Rows taken from a pointing dataset:
┌──

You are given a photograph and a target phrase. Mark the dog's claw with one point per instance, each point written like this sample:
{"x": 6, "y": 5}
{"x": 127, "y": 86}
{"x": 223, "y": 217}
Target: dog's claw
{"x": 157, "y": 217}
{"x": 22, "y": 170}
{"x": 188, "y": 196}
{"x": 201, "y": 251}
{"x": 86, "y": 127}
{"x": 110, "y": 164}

└──
┌──

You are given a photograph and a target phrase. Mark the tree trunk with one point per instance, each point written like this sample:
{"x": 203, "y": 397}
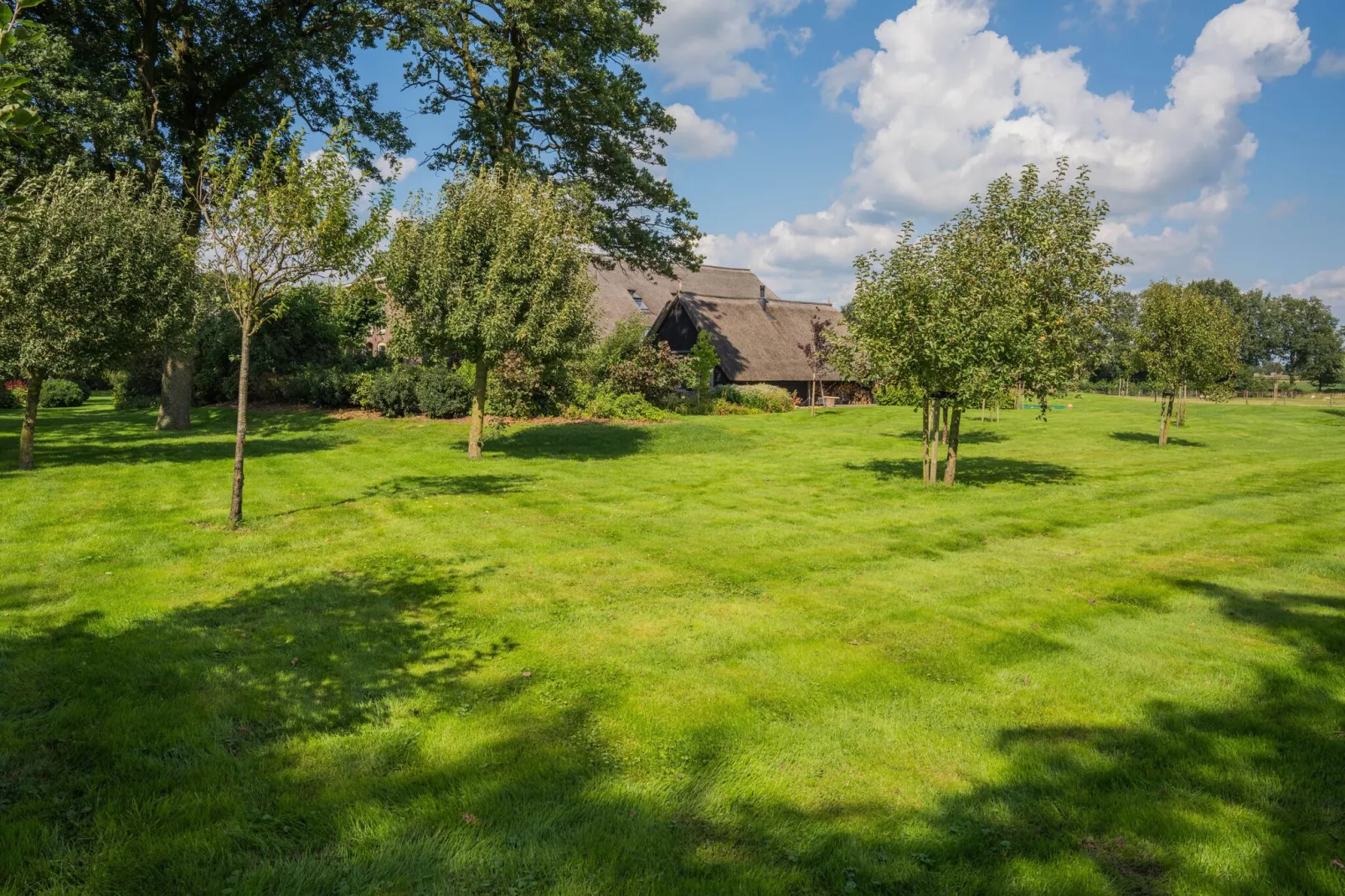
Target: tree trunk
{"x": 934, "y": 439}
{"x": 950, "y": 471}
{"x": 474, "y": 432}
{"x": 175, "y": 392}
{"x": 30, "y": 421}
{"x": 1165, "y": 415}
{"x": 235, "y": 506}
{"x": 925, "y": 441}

└──

Stated problem:
Show every line of the records above that contains the word "each".

Final result:
You are given a photograph and a target phrase. Mark the dog's claw with one point per instance, each point written like this sample:
You are given a photograph and a target phrase. Mark the tree trunk with one point per instance, each point written like this sample:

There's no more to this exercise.